### What is needed
Can you filter the data below down to every line that contains the string "shoulder", copying each such line in full?

### Listed records
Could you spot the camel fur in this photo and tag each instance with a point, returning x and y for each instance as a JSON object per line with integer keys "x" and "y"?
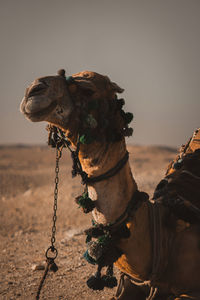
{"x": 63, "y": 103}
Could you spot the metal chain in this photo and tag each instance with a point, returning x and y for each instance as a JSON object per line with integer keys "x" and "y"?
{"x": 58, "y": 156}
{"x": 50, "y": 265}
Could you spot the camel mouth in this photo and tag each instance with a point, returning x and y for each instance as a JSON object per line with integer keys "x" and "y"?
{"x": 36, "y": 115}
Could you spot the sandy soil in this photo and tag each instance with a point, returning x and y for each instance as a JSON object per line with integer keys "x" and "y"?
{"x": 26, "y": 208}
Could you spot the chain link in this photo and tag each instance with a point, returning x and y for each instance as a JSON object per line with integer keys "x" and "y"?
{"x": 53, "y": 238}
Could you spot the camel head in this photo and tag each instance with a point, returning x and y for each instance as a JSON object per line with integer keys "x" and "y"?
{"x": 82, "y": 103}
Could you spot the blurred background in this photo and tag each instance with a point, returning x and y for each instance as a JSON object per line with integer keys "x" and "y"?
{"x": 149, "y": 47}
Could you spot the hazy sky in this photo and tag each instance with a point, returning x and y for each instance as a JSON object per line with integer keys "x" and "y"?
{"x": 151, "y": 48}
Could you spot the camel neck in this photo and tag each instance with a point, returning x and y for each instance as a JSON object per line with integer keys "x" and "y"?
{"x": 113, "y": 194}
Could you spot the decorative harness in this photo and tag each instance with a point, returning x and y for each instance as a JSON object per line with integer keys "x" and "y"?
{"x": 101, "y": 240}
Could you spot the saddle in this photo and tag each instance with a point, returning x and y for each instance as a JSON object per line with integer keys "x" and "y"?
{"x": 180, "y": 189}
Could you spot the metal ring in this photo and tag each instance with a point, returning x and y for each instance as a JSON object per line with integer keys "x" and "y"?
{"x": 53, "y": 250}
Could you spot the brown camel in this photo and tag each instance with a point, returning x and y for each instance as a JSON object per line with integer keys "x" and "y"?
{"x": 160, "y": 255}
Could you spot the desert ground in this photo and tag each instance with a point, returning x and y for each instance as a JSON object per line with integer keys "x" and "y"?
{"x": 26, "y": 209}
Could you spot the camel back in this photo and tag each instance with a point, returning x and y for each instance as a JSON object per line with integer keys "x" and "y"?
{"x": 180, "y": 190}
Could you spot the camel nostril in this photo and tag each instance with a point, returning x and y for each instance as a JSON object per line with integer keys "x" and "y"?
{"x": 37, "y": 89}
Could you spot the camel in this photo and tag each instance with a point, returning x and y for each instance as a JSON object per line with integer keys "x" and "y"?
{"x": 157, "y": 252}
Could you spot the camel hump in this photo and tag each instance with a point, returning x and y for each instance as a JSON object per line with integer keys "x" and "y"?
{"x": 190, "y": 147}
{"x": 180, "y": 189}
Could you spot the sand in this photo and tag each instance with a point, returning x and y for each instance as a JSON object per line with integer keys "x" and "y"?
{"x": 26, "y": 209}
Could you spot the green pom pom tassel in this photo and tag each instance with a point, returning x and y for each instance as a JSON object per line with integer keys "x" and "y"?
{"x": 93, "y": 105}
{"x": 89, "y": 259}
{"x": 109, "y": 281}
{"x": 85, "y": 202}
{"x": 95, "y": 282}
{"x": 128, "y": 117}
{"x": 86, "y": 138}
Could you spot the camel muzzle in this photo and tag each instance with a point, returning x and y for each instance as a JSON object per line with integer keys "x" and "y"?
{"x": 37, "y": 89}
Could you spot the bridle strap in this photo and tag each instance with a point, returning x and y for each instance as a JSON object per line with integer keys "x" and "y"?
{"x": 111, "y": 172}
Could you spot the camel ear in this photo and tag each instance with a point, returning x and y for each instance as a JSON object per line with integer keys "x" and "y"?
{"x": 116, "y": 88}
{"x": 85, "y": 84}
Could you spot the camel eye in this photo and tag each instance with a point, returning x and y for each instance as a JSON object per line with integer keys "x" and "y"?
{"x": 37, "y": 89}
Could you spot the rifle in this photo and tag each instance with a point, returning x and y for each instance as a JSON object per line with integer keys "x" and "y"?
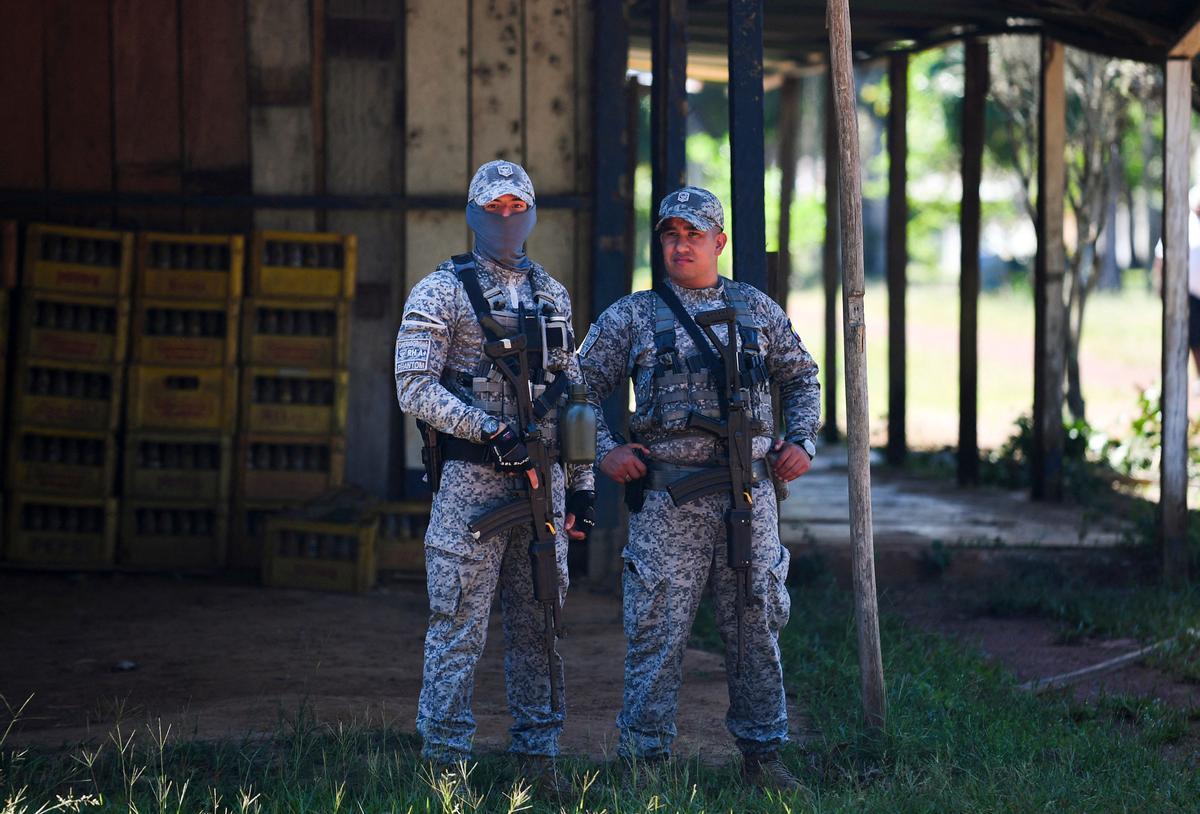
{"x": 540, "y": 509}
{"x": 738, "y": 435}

* * *

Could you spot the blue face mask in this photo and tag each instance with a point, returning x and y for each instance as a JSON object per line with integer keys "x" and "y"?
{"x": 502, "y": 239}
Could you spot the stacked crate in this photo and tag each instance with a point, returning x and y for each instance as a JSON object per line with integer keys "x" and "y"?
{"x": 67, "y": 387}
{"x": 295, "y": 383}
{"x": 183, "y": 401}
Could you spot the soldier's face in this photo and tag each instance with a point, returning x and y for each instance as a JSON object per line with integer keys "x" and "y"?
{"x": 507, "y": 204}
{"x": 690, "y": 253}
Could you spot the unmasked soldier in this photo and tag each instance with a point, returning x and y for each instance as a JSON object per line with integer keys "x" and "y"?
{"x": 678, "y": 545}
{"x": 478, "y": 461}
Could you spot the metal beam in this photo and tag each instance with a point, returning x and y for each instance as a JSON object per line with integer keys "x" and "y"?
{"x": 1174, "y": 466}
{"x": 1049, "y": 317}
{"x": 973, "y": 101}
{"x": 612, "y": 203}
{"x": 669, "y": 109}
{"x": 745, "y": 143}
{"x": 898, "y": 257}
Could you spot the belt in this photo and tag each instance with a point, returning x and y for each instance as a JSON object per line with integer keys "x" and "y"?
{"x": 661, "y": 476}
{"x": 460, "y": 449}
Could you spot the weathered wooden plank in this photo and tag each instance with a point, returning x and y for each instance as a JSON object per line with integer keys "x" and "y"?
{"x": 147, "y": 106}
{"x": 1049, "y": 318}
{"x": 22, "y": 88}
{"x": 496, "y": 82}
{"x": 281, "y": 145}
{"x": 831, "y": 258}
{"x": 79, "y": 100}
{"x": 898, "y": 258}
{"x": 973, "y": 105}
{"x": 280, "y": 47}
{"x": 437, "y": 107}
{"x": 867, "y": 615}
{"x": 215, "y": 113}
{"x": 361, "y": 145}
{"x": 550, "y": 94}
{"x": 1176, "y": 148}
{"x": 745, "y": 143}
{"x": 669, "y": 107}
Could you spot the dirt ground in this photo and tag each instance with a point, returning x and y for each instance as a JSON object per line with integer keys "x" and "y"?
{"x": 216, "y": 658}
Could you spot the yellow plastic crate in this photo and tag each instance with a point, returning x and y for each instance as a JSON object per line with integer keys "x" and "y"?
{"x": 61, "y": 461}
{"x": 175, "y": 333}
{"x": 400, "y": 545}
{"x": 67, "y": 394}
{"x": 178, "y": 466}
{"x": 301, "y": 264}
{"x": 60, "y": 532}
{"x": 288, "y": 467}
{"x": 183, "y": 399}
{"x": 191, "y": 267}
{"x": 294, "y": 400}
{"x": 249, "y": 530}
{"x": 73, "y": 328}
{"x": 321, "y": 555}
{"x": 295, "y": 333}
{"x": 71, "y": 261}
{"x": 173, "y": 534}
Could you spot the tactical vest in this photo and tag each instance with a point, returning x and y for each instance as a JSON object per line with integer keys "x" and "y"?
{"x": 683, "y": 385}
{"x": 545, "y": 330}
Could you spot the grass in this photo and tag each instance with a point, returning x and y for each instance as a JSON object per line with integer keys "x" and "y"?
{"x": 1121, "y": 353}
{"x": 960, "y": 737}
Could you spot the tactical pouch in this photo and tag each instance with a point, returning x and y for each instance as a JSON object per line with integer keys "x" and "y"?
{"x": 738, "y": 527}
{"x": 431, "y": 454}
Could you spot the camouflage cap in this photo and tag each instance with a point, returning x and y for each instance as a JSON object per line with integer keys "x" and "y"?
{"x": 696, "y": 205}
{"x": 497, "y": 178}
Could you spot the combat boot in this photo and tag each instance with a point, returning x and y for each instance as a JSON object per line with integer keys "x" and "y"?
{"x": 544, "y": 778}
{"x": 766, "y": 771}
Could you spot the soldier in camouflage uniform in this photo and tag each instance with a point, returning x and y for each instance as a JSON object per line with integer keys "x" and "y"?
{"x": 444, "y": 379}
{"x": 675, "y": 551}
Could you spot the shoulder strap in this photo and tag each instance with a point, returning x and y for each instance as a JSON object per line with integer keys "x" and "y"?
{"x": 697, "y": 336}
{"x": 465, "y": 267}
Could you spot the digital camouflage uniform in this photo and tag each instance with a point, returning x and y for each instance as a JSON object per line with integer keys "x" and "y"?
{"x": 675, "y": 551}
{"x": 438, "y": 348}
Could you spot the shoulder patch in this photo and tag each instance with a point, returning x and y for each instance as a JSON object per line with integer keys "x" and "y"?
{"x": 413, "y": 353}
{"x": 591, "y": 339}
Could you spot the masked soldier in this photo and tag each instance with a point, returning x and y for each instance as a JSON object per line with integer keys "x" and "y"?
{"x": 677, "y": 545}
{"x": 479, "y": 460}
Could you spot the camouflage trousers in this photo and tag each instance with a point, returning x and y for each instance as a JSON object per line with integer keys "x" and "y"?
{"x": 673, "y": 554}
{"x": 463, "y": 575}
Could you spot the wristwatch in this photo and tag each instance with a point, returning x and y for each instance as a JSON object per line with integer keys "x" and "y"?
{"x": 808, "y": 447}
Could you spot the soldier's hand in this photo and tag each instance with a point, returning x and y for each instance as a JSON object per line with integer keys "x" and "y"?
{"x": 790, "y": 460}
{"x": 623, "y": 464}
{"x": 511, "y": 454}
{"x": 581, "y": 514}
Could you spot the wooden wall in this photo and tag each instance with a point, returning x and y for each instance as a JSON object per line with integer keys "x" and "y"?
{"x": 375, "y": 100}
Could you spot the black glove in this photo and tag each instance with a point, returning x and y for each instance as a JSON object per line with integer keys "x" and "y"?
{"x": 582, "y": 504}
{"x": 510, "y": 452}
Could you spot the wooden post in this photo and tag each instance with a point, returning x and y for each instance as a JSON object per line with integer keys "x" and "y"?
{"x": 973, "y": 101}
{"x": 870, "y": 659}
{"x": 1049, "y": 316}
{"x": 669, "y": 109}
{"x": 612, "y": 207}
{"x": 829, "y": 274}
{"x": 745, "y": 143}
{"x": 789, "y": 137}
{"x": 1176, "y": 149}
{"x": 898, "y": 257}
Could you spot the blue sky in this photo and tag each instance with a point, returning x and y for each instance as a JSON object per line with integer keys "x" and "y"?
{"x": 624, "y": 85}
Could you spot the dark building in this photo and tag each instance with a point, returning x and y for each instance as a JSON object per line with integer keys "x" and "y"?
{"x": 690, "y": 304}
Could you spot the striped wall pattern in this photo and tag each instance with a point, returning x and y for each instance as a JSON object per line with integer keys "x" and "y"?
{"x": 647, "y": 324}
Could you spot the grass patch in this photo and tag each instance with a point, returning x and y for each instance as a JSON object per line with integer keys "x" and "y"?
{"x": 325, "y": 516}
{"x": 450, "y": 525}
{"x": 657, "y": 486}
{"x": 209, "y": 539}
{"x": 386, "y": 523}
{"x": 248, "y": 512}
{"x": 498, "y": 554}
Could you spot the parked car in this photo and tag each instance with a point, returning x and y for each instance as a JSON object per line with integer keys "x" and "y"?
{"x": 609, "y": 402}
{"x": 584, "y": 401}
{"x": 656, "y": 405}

### Exercise output
Could you spot the shoulder strap in this photo and tag each instance with a point, returning x and y for each instance as a JSON object per line with integer keys "x" and "y"?
Could you spot the shoulder patch in this photo and tag each instance with a point, returning x and y for each instance as a JSON object per line with integer keys "x" and "y"?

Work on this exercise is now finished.